■ **THE INPUT**:

···

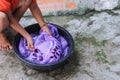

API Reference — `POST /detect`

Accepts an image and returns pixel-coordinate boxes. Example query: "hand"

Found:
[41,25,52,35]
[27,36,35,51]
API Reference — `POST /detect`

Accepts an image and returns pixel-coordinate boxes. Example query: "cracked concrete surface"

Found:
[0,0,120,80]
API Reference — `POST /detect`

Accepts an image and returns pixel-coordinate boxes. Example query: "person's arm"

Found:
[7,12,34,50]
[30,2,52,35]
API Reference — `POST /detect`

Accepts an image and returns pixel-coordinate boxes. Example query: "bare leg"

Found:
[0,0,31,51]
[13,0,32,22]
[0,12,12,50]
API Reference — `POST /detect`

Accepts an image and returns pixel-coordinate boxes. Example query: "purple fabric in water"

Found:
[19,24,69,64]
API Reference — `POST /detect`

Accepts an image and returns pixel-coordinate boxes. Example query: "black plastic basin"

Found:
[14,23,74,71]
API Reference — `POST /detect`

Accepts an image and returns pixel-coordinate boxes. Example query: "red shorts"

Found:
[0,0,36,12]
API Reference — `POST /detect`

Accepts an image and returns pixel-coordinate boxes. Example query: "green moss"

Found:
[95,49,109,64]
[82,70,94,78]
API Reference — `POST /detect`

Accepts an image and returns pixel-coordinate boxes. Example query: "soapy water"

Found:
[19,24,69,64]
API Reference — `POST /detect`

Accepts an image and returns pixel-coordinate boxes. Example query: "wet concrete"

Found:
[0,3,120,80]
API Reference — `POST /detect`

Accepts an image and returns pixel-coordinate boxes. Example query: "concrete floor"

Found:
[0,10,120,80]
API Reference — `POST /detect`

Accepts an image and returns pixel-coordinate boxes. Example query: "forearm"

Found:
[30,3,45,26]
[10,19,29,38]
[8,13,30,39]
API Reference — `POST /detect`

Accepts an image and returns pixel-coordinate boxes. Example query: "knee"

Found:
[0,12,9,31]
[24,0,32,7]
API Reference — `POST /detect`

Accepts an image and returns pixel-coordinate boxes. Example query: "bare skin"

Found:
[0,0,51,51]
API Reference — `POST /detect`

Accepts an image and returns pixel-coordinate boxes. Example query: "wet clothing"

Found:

···

■ **EXERCISE TASK**:
Please list every line of the entries above that contains the string "bare", copying each line in full. Case counts.

■ **RESPONSE TO THIS TASK**:
Accepts an image and returns pixel-coordinate boxes. Example query: "bare leg"
Accepts an image and returns pixel-coordinate boxes. Example query: "bare skin"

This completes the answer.